Tricobalt dicitrate

Administrative data

Description of key information

No NOAECs were identified neither for rats nor for mice.
LOAEC (local, rat): 0.37 mg/m3 (Tricobalt dicitrate; recalculated value)
LOAEC (local, mouse): 0.37 mg/m3 (Tricobalt dicitrate; recalculated value)

Key value for chemical safety assessment

Justification for classification or non-classification

There are no data available on carcinogenicity of Tricobalt dicitrate. However, there are reliable data available for the structurally related compound cobalt(II)sulfate heptahydrate. Thus, read-across was conducted based on the structural analogue.

DSD: Carcinogenicity category 2; R49

CLP: Carcinogenicity category 1B

Additional information

There are no data available on carcinogenicity of Tricobalt dicitrate. However, there are reliable data available for the structurally related compound cobalt(II)sulfate heptahydrate. Thus, read-across was conducted based on the structural analogue.

== == ==

Tasks for this exercise
• 1. Translate this sentence from the tricobalt dicitrate summary into Spanish: "However, there are reliable data available for the structurally related compound cobalt(II)sulfate heptahydrate."
• 2. Check each statement against the tricobalt dicitrate summary. Mark it yes or no and quote the exact words that decide it. (a) A NOAEC was identified for mice. (b) Under CLP, the substance falls in carcinogenicity category 1B. (c) Read-across was based on a structural analogue.
• 3. From the tricobalt dicitrate summary, output the passage starting with "Description of key" and going on through "rat): 0.37 mg/m3 (Tricobalt dicitrate; recalculated value)".
The data that come next aren't needed for the work on this summary.

== == ==

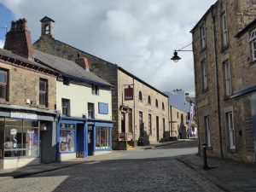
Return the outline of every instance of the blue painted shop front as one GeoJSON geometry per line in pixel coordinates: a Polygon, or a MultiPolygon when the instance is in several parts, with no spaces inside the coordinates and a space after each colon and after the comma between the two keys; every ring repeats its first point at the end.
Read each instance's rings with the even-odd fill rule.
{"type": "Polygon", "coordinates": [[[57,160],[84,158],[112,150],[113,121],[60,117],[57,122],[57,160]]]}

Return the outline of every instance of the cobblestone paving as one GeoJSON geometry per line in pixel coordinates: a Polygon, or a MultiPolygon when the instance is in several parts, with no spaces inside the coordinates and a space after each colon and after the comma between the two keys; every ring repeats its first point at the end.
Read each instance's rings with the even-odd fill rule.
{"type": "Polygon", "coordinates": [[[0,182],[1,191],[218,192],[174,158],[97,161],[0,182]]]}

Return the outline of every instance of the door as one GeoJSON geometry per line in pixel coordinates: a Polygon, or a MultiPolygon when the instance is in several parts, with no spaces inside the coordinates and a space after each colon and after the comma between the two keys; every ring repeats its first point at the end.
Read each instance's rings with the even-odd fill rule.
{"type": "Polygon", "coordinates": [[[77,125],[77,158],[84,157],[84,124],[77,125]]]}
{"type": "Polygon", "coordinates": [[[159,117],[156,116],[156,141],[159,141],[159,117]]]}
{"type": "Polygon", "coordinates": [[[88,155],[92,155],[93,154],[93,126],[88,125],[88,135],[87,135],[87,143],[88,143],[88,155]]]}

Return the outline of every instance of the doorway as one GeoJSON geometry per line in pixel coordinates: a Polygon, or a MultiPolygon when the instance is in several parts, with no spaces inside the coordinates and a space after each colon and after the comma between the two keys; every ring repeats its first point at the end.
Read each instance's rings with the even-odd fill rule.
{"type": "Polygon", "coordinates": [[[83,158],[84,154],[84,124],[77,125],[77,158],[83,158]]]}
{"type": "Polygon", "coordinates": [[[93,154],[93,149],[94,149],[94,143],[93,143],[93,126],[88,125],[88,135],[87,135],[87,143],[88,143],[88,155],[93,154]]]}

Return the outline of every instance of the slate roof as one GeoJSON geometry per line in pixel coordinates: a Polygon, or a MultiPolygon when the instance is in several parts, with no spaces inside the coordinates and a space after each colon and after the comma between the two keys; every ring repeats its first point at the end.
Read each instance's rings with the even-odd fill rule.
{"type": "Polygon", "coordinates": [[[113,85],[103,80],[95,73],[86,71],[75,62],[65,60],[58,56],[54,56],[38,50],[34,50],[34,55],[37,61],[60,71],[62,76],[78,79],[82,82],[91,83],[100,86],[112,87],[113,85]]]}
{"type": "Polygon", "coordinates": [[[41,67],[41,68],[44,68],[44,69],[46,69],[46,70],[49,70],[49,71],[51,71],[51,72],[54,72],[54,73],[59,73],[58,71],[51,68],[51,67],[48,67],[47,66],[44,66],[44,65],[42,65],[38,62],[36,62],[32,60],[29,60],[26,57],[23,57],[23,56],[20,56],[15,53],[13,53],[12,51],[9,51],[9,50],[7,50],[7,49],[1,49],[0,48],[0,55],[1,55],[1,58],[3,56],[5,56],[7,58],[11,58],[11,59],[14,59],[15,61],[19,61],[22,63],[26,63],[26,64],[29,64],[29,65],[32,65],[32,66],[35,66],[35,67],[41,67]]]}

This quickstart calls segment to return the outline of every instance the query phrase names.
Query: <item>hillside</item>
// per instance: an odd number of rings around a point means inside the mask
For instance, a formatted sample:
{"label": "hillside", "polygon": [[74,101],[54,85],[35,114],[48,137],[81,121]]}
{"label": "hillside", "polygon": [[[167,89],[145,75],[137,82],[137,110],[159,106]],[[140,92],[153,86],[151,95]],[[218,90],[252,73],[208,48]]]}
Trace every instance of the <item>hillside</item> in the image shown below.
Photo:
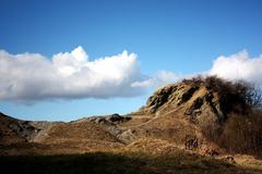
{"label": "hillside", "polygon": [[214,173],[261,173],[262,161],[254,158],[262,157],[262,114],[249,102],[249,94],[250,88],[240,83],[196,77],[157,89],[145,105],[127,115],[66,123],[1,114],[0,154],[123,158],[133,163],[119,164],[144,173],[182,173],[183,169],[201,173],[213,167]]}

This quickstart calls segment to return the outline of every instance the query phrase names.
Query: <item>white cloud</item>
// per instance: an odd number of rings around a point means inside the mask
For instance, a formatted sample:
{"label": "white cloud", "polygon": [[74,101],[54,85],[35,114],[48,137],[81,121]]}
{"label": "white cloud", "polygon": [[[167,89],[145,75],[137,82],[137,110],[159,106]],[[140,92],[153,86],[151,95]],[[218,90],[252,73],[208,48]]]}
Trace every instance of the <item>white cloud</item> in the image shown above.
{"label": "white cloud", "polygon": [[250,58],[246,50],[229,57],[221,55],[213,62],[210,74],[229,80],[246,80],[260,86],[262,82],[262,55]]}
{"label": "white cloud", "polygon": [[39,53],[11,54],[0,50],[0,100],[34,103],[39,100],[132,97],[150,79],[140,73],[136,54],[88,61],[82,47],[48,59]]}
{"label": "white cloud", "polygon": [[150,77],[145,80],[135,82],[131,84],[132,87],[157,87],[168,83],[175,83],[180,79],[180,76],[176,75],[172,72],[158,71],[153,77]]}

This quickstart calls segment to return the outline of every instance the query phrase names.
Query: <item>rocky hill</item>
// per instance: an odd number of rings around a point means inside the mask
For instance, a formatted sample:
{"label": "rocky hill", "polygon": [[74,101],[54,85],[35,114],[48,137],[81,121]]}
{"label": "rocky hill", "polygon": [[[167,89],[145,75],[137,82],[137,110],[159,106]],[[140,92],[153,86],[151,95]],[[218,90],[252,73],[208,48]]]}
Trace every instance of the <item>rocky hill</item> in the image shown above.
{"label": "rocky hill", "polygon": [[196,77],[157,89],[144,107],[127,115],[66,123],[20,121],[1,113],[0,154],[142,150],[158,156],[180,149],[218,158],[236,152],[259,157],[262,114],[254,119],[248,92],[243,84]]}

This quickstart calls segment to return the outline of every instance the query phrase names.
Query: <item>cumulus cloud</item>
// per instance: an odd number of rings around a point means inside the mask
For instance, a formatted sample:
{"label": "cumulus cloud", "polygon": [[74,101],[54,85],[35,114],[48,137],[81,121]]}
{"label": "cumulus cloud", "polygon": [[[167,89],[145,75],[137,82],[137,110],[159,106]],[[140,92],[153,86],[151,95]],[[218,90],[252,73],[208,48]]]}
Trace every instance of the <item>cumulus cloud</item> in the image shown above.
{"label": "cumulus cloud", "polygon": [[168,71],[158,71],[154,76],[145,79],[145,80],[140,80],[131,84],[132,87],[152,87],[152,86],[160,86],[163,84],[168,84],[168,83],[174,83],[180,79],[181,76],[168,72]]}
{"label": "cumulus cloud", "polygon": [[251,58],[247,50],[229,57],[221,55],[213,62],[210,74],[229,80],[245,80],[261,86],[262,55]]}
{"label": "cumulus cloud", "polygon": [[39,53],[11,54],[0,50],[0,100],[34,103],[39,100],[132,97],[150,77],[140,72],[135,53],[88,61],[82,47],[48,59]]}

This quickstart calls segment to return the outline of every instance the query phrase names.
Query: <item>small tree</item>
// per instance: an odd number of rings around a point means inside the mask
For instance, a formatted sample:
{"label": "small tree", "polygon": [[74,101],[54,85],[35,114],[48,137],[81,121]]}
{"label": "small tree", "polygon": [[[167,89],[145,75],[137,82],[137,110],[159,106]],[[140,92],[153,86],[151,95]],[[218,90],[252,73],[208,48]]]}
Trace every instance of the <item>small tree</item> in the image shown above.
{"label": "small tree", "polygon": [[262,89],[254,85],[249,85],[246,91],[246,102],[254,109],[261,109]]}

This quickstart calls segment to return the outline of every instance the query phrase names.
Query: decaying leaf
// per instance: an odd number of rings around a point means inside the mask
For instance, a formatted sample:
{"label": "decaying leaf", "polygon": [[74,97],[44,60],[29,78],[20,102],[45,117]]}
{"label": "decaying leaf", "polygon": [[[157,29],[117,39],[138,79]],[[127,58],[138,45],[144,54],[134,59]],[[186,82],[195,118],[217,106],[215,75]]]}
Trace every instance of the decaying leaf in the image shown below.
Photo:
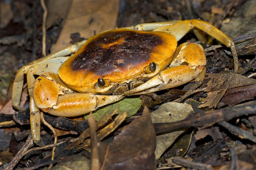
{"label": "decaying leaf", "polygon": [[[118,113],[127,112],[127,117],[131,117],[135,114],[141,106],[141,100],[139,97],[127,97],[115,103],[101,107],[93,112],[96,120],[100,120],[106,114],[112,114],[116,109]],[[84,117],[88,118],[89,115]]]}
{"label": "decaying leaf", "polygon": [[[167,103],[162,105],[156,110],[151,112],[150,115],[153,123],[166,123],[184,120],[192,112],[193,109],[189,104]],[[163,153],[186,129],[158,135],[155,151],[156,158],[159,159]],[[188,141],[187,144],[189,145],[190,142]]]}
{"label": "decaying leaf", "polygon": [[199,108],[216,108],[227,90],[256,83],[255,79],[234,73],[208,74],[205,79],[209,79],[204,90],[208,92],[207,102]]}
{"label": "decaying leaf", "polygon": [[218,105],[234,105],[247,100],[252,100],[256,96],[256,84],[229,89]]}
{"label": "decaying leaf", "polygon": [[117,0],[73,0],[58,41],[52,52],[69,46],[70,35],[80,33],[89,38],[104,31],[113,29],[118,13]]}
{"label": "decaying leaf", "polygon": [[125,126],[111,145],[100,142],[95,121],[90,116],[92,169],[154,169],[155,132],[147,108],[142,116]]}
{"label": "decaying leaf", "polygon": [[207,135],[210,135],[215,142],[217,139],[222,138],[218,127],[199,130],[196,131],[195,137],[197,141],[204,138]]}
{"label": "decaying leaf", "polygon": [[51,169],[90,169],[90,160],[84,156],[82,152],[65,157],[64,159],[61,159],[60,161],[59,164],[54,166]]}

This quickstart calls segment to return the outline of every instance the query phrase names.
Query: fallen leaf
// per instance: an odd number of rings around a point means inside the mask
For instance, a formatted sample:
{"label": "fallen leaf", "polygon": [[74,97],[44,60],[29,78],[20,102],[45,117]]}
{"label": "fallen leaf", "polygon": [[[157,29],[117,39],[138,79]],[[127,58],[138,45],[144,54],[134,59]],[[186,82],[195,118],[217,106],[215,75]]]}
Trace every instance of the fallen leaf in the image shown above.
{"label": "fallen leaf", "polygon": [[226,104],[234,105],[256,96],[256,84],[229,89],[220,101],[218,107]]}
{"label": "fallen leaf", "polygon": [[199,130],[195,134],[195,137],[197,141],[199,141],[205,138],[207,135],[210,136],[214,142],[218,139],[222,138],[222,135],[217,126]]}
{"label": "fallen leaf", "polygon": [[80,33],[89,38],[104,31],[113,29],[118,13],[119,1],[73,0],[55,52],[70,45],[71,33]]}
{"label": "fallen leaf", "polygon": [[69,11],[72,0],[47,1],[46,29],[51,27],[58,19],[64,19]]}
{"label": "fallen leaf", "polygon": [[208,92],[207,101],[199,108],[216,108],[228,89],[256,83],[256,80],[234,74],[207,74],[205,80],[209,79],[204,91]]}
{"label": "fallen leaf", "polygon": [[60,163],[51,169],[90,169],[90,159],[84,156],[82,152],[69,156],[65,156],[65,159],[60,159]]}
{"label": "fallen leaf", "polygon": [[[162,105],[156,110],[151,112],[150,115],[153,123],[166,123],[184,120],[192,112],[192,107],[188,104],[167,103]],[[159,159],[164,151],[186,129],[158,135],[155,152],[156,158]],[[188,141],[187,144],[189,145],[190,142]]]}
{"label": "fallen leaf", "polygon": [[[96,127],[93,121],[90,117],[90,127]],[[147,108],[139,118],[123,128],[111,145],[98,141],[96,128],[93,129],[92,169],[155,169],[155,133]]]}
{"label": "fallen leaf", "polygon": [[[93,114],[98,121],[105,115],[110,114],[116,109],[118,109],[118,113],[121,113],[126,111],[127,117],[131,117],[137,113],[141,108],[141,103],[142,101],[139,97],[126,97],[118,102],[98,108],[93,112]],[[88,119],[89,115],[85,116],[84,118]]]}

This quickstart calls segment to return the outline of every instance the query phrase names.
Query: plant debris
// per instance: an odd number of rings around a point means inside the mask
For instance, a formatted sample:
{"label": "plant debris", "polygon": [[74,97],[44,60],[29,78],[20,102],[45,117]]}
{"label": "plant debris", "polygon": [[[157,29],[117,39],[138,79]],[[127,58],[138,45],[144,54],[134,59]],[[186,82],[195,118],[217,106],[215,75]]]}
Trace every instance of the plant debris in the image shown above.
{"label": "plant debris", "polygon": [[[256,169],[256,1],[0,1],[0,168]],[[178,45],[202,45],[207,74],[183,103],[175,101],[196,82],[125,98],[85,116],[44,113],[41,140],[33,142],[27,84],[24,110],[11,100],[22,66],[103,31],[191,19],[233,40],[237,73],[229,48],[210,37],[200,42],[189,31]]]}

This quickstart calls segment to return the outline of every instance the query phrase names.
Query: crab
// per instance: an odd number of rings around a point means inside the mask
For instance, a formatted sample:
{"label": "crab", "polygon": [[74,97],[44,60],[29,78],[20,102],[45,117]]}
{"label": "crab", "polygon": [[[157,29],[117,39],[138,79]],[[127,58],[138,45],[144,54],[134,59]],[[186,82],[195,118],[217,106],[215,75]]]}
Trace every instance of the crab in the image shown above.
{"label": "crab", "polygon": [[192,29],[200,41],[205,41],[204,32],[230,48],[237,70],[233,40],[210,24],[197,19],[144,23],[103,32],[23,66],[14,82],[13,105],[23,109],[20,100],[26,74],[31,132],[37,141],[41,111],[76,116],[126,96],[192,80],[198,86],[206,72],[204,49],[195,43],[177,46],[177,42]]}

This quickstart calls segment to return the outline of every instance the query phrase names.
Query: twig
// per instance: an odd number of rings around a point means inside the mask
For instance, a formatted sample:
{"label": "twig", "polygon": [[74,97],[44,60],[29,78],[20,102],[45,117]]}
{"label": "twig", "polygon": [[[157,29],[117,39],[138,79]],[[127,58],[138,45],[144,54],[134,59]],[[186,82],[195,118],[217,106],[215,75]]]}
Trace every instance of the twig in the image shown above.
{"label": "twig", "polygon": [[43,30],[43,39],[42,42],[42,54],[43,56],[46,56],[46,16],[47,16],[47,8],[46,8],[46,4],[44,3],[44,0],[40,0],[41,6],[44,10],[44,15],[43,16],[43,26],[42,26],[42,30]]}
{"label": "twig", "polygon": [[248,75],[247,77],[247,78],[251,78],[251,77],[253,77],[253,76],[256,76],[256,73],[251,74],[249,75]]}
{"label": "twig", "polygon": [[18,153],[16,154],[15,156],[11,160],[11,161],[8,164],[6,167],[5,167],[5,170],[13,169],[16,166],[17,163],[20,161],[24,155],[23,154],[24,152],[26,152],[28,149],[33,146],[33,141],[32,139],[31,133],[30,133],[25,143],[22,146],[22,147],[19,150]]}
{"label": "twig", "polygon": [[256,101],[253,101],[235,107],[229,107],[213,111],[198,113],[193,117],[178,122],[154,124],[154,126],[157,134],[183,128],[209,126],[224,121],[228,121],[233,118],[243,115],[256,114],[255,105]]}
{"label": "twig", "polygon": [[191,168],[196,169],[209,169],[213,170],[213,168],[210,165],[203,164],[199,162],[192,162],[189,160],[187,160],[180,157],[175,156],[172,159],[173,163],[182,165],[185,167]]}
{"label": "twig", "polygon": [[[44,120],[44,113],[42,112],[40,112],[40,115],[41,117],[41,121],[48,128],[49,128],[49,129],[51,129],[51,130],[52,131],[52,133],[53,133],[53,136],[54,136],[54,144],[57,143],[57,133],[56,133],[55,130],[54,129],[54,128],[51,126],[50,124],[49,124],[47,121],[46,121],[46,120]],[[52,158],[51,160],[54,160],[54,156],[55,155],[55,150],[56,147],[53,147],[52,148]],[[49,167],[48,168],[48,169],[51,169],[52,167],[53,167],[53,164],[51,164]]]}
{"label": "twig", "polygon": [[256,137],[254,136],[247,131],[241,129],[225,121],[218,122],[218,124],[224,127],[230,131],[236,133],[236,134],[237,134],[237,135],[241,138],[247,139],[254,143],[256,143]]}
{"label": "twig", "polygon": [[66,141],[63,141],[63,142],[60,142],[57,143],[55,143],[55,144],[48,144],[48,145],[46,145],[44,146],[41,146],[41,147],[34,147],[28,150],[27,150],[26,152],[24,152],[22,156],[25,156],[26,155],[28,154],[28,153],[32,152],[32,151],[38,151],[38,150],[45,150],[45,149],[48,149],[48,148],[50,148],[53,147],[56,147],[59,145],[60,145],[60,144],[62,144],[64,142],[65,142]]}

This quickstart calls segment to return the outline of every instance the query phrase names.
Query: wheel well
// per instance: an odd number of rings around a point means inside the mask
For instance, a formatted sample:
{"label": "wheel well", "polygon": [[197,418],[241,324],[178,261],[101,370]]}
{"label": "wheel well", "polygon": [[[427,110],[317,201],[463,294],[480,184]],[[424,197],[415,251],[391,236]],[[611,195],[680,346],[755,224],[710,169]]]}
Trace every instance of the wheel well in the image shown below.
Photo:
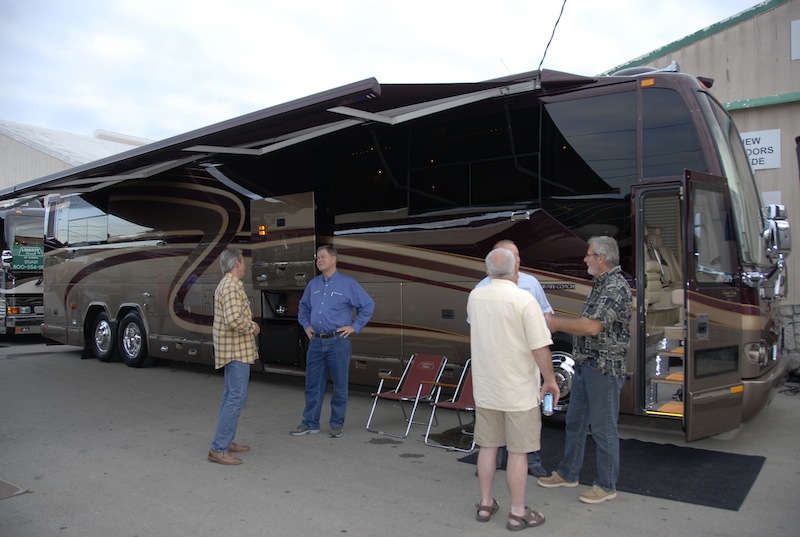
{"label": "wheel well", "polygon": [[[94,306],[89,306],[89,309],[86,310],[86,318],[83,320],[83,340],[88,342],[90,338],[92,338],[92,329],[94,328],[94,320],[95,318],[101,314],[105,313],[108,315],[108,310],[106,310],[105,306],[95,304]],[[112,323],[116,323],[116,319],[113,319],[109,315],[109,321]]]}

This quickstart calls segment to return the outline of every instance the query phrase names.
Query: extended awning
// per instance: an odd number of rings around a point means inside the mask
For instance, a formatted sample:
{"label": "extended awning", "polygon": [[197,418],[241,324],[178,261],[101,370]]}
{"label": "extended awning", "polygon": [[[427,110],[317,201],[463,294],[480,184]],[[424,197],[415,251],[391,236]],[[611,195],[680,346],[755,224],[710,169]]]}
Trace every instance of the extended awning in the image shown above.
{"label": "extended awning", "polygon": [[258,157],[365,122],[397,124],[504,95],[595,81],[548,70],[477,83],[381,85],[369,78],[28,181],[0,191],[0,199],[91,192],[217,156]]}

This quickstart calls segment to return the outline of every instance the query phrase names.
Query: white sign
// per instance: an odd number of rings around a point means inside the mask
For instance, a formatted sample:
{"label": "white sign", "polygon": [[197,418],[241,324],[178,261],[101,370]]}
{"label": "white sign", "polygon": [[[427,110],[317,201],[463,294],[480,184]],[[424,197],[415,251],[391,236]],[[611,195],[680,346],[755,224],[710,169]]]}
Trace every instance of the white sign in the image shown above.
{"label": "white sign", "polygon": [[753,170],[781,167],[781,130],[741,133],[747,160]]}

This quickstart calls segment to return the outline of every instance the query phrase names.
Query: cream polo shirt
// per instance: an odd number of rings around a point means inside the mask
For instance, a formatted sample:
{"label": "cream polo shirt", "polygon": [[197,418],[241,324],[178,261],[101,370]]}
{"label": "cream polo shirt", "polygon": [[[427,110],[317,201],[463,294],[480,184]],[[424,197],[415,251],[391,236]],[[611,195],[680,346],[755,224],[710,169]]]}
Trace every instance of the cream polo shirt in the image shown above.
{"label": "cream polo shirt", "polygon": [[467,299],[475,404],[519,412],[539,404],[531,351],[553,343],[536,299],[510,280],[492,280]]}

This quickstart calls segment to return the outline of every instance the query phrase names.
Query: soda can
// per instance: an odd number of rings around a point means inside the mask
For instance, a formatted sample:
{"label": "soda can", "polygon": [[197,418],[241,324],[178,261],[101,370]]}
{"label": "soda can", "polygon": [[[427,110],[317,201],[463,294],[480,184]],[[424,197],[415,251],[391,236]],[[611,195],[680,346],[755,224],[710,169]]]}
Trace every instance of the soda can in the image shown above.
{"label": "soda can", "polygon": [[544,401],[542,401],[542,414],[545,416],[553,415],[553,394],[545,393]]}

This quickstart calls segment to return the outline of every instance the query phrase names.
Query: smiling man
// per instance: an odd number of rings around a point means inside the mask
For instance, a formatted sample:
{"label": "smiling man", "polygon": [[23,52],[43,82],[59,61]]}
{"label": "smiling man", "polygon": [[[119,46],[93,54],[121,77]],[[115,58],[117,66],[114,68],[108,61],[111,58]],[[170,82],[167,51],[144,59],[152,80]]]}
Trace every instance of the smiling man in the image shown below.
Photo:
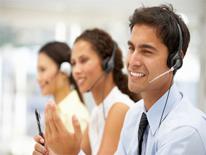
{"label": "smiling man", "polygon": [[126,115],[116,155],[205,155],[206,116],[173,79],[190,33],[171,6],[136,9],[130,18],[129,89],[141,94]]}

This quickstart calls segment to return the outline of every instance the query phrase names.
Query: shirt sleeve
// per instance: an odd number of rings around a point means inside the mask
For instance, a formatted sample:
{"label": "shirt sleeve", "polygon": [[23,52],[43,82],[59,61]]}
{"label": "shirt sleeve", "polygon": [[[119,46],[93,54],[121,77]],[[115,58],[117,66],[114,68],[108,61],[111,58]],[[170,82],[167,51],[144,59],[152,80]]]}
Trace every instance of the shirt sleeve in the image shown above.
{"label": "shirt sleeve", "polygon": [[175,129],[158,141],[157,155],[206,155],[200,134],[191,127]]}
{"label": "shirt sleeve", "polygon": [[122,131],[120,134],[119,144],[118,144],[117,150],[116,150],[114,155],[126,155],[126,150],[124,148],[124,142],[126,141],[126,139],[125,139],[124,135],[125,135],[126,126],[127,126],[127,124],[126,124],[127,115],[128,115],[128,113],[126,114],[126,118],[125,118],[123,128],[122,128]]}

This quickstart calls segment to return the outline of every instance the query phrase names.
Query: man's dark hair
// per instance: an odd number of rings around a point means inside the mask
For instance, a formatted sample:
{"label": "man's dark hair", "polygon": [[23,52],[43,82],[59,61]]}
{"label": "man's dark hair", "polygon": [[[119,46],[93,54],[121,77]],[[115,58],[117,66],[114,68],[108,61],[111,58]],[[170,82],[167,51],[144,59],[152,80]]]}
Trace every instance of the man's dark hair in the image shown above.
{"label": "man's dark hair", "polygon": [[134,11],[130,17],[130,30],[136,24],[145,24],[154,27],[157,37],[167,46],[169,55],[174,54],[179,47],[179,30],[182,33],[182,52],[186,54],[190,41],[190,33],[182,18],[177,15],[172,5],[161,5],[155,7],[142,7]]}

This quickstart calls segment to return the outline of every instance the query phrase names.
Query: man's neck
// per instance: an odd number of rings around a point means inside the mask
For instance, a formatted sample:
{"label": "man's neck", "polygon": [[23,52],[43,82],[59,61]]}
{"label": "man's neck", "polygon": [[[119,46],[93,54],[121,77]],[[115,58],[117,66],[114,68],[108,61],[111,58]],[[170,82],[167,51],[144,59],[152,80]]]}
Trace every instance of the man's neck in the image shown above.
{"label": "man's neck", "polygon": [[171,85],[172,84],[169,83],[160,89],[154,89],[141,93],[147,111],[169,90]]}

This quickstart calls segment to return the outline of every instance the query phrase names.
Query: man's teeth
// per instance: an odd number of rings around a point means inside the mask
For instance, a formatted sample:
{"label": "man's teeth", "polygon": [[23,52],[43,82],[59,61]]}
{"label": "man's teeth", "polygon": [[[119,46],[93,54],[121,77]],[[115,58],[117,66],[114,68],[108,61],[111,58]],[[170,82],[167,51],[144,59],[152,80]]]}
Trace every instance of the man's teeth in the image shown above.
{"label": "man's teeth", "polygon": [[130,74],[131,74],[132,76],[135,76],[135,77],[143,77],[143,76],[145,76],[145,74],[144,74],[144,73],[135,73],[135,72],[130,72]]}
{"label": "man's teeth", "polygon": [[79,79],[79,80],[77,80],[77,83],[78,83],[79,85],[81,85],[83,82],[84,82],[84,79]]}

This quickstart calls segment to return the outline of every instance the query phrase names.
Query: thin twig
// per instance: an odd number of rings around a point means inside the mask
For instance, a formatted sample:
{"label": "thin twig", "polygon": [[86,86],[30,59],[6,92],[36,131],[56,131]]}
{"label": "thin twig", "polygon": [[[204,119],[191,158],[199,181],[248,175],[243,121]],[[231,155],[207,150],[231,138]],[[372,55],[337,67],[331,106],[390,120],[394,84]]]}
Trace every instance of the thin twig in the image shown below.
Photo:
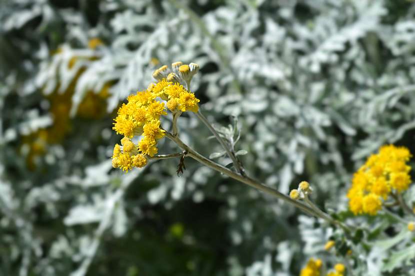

== == ==

Solved tasks
• 1. Sin embargo, existen datos fiables disponibles para el compuesto estructuralmente relacionado sulfato de cobalto(II) heptahidratado.

• 2.
(a) No: "No NOAECs were identified neither for rats nor for mice."
(b) Yes: "CLP: Carcinogenicity category 1B"
(c) Yes: "Thus, read-across was conducted based on the structural analogue."

• 3.
Description of key information

No NOAECs were identified neither for rats nor for mice.
LOAEC (local, rat): 0.37 mg/m3 (Tricobalt dicitrate; recalculated value)